───── Provided passage ─────

I use Apache Camel’s Spring Main to boot my Camel application. I need my application to read the command line arguments to set some parameters. So, I cannot use property files.
At the moment, I can pass arguments via the JVM system properties, and it works well:
Application.java
public class Application extends org.apache.camel.spring.Main {
public static void main(String[] args) throws Exception {
Application app = new Application();
instance = app;
app.run(args);
}
}
camel-context.xml
<?xml version="1.0" encoding="UTF-8"?>
<beans xmlns="http://www.springframework.org/schema/beans"
xmlns:xsi="http://www.w3.org/2001/XMLSchema-instance"
xsi:schemaLocation="

───── Information shown ─────

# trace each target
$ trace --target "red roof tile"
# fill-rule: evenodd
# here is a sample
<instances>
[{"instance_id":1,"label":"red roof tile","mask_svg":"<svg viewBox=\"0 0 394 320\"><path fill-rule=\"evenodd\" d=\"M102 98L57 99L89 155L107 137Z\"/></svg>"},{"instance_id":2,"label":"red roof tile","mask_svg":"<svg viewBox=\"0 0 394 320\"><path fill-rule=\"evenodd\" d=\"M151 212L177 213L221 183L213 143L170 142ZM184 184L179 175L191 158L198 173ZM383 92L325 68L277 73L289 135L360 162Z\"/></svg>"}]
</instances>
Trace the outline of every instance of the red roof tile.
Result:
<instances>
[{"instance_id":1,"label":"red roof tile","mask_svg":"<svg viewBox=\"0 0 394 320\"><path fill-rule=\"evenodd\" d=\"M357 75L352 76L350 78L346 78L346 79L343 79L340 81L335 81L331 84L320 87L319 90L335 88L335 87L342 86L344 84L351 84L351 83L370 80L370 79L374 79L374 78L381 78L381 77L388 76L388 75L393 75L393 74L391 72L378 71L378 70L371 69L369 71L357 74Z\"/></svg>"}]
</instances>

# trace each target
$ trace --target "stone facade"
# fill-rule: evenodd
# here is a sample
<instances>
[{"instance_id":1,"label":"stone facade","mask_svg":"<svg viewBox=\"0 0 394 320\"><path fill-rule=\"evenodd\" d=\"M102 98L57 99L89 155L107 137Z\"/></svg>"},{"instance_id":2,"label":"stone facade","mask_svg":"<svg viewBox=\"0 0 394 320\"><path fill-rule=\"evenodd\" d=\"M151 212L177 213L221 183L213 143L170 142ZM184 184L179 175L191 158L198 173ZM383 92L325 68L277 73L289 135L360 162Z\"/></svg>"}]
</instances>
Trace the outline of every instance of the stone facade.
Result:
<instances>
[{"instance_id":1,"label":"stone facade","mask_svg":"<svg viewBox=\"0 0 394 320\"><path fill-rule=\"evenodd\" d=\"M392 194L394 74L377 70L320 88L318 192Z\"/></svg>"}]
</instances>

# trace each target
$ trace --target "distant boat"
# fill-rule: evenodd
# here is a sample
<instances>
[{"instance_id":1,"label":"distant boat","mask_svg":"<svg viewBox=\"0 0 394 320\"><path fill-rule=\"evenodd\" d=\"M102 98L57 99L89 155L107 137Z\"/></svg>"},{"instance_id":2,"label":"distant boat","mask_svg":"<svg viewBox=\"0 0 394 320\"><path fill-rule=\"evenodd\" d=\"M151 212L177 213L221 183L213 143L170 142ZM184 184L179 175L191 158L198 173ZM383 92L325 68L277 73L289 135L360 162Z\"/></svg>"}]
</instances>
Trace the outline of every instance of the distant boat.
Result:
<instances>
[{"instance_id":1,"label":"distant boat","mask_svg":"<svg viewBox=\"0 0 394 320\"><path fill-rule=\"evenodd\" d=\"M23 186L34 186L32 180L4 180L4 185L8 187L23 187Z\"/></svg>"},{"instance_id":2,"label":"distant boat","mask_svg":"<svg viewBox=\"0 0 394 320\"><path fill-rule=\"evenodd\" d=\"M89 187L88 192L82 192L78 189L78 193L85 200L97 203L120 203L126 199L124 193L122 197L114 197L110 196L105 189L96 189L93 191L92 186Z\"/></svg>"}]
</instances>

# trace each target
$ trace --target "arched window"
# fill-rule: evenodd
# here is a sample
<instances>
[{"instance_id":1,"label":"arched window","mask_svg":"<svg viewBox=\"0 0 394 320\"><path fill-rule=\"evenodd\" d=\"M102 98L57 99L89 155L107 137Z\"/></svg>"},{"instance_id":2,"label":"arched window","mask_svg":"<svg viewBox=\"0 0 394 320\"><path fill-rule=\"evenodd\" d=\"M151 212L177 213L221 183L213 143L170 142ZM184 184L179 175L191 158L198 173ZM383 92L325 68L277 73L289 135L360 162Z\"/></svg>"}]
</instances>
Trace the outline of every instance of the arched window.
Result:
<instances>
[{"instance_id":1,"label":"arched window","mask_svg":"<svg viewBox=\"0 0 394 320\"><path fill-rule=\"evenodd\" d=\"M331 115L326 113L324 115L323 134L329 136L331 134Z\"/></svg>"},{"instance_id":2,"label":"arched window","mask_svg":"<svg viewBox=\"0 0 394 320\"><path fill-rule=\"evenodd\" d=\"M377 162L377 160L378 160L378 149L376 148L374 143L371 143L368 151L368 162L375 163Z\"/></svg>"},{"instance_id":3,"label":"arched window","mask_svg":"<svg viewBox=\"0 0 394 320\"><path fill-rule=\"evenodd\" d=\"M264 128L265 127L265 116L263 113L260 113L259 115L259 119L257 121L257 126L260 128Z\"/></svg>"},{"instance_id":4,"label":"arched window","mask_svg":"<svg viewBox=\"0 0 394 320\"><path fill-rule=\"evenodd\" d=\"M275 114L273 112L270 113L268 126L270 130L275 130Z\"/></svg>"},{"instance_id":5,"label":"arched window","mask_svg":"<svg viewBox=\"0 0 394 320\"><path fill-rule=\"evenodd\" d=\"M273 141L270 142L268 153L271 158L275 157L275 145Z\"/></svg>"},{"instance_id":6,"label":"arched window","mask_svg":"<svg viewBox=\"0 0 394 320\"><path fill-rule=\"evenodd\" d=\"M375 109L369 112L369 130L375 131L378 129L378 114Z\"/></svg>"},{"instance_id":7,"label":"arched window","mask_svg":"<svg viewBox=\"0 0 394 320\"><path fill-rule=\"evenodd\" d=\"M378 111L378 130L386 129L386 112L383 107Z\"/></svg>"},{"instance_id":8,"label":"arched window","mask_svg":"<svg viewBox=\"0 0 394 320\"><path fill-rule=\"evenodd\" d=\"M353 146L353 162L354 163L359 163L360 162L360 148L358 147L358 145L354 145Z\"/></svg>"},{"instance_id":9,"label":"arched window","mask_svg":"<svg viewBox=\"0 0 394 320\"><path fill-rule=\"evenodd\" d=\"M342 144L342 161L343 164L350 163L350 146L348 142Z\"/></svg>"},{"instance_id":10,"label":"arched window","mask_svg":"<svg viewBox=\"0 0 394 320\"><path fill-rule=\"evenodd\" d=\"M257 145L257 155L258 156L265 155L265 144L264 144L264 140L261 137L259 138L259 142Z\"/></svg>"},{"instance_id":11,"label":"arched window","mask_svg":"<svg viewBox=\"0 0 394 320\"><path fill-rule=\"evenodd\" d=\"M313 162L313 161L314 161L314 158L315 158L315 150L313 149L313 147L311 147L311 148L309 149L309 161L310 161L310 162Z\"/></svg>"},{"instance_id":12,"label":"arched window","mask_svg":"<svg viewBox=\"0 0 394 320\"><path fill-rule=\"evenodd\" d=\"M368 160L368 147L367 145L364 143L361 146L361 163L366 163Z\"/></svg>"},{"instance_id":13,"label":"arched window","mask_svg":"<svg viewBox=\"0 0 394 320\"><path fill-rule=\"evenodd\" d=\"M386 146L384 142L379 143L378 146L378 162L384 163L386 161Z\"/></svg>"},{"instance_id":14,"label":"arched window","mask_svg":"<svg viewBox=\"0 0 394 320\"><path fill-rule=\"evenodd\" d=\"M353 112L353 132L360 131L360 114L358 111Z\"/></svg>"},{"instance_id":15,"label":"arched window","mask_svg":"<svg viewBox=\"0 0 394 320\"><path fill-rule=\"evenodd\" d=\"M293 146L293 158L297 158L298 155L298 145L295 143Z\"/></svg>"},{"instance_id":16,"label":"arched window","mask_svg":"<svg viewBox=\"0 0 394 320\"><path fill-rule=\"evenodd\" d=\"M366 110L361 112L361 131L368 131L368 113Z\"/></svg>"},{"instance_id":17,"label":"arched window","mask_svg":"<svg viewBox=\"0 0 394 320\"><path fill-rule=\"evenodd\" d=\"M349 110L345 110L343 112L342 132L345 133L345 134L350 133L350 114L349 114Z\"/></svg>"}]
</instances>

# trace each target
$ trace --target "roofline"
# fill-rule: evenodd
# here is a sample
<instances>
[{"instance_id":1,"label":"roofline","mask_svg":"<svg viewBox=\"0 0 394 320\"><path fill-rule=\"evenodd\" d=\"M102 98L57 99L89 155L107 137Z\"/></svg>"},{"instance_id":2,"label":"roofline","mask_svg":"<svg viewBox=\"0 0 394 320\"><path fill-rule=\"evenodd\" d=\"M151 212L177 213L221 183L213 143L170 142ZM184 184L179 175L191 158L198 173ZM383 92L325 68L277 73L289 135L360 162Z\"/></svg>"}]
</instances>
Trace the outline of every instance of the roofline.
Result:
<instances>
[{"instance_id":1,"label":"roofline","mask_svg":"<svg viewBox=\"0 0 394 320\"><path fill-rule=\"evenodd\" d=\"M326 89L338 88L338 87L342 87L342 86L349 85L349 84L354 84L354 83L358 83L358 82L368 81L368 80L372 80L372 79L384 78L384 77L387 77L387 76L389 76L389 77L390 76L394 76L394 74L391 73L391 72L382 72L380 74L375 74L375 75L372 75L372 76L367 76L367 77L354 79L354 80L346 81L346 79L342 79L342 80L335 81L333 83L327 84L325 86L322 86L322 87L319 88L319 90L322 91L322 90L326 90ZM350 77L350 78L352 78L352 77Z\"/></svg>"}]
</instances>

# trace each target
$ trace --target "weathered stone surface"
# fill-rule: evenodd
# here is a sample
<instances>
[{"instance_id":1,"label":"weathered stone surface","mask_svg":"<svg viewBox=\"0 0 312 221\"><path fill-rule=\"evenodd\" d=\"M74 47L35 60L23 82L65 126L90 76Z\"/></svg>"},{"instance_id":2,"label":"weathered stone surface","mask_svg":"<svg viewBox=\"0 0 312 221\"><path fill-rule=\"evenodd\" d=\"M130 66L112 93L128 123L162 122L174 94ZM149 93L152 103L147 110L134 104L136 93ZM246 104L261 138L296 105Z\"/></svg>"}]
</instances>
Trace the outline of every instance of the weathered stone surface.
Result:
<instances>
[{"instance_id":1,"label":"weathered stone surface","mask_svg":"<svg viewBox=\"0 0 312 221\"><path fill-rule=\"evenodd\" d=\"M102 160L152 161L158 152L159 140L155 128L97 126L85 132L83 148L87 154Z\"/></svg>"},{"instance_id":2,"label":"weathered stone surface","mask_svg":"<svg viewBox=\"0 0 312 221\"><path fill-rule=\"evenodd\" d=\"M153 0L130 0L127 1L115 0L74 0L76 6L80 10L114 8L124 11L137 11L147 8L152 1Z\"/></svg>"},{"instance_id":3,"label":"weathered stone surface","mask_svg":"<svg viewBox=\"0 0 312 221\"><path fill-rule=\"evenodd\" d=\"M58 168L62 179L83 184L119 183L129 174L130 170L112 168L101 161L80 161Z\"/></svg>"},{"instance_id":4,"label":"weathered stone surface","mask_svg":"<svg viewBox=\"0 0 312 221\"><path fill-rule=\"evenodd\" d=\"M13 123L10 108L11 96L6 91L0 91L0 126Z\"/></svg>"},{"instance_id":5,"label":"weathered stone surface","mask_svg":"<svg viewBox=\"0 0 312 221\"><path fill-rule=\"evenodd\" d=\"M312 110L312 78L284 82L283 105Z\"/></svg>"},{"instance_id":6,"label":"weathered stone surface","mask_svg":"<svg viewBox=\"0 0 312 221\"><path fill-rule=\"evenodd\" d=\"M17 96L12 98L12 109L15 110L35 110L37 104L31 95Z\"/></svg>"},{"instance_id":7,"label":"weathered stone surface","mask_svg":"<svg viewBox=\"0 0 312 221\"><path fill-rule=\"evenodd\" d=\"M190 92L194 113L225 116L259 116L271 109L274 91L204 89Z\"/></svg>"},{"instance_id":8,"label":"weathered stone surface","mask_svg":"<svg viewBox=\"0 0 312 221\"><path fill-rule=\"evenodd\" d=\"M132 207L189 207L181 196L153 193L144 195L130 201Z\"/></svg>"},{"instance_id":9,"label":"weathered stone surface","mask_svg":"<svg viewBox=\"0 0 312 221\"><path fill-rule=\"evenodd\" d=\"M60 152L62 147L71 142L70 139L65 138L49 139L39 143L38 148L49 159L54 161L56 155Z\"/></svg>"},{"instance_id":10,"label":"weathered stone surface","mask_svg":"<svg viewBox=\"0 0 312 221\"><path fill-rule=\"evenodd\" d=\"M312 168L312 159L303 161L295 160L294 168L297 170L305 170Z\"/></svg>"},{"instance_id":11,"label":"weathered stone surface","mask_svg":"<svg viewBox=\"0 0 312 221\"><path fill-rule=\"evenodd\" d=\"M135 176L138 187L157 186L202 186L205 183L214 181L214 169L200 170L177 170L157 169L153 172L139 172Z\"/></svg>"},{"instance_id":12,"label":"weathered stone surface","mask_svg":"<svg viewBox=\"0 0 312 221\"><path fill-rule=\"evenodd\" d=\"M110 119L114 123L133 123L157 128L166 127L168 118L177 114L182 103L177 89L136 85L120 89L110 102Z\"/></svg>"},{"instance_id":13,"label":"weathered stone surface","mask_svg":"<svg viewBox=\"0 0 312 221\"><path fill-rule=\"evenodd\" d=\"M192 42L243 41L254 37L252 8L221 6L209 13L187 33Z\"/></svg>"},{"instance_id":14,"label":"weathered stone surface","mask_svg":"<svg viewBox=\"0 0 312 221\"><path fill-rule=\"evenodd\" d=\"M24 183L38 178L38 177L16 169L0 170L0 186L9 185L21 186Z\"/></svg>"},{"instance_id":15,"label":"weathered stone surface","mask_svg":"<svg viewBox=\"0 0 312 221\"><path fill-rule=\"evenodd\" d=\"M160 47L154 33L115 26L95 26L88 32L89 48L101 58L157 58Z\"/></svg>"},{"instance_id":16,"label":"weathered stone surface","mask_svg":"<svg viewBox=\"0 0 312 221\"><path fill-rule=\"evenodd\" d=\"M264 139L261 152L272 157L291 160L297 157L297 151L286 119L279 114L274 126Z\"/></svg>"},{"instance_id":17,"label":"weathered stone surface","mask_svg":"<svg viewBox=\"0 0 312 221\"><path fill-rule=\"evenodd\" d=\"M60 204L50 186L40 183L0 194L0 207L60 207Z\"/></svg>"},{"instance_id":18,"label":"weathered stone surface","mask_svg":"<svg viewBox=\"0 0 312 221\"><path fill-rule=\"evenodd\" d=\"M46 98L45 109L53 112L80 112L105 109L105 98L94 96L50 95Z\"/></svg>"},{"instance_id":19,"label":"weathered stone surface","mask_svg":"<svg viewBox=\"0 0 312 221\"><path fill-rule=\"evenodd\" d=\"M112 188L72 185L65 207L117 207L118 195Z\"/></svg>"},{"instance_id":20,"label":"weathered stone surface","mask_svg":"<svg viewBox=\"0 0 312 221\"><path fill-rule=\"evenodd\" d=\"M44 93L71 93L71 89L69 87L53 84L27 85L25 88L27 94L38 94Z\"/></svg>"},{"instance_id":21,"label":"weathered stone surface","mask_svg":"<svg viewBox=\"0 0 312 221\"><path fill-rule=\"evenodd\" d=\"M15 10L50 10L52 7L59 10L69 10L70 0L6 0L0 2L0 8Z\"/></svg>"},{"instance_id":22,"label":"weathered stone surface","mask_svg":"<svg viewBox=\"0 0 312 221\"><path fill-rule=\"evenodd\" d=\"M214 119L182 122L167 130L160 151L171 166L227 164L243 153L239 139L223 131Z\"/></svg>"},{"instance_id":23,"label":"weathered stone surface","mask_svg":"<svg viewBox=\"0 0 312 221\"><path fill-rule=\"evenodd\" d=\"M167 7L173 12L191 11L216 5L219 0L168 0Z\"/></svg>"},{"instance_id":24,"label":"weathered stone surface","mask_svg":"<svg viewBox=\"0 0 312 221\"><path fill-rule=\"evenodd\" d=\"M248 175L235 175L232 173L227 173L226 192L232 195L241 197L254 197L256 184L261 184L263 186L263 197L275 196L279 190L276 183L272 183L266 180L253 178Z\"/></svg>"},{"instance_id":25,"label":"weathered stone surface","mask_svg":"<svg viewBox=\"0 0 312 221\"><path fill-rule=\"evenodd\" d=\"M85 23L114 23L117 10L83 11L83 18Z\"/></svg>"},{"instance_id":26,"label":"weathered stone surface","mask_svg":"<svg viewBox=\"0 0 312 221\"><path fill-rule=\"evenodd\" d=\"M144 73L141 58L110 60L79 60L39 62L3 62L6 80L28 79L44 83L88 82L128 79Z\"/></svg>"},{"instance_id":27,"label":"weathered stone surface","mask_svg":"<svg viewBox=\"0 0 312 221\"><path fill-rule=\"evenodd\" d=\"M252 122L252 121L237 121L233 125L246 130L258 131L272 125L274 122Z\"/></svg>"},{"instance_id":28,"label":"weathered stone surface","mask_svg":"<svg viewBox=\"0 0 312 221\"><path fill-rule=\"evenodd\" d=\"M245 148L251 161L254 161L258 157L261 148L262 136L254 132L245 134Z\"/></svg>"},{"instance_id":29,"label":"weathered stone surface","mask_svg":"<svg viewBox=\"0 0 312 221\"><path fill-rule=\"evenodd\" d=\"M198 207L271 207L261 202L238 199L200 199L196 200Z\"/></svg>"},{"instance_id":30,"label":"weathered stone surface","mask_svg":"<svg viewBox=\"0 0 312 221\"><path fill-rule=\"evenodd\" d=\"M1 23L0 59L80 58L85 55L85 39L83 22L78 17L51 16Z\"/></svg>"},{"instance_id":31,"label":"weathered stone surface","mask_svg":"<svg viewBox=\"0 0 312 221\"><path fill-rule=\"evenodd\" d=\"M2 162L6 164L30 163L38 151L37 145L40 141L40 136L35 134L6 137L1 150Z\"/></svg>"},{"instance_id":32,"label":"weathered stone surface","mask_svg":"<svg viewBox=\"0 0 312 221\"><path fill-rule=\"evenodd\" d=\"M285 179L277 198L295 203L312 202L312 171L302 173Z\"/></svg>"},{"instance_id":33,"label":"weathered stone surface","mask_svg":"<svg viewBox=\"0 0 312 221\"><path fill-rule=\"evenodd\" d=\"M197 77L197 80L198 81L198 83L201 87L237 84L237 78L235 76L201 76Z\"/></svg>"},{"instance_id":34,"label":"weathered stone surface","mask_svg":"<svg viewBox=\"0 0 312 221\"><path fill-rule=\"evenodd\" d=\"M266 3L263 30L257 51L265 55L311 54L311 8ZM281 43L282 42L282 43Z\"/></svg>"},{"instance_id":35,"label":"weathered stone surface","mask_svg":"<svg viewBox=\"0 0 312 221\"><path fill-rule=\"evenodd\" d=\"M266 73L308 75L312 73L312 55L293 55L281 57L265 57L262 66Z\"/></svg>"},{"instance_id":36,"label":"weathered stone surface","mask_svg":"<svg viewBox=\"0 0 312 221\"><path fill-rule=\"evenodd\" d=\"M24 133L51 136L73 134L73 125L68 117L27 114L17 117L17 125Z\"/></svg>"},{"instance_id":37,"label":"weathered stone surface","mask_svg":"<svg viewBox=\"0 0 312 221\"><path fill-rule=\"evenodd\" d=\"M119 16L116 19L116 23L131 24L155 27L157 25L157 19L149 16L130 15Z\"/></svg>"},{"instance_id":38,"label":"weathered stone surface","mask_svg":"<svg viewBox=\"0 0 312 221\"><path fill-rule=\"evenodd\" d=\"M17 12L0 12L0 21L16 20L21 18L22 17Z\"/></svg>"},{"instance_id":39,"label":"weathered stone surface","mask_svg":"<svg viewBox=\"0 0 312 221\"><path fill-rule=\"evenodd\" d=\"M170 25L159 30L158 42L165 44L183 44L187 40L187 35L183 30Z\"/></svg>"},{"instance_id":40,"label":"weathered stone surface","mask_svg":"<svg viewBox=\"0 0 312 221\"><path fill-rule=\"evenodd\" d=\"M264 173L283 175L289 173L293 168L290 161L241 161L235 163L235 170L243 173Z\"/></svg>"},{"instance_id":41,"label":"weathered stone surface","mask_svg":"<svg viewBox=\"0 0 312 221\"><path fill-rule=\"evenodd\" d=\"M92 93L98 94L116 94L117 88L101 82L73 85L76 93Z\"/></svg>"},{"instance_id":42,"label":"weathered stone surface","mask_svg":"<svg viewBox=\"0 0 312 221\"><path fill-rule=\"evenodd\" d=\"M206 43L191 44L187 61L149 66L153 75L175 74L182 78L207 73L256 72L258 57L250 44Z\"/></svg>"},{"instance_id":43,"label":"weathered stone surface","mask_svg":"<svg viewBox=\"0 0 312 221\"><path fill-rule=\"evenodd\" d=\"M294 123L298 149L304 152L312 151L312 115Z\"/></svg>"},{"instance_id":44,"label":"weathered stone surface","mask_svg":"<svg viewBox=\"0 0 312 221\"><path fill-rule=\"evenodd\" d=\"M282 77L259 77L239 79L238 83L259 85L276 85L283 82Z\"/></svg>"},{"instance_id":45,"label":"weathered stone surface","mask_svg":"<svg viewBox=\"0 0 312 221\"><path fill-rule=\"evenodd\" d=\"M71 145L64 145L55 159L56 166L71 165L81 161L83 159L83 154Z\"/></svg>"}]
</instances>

─────

Aim 1 — In the Camel post, which class does the Application class extend?
Aim 2 — Please reproduce the part of the Camel post that opens with the words containing "I use Apache" and closes with "use property files.".
Aim 3 — Summarize the Camel post in two sentences.

Expected output 1 — It extends org.apache.camel.spring.Main.

Expected output 2 —
I use Apache Camel’s Spring Main to boot my Camel application. I need my application to read the command line arguments to set some parameters. So, I cannot use property files.

Expected output 3 — The author boots a Camel application with Apache Camel's Spring Main and needs it to read command line arguments to set some parameters, so property files cannot be used. For now, passing arguments through JVM system properties works well, and the post shows an Application class that extends org.apache.camel.spring.Main and calls run with the arguments, along with a camel-context.xml file.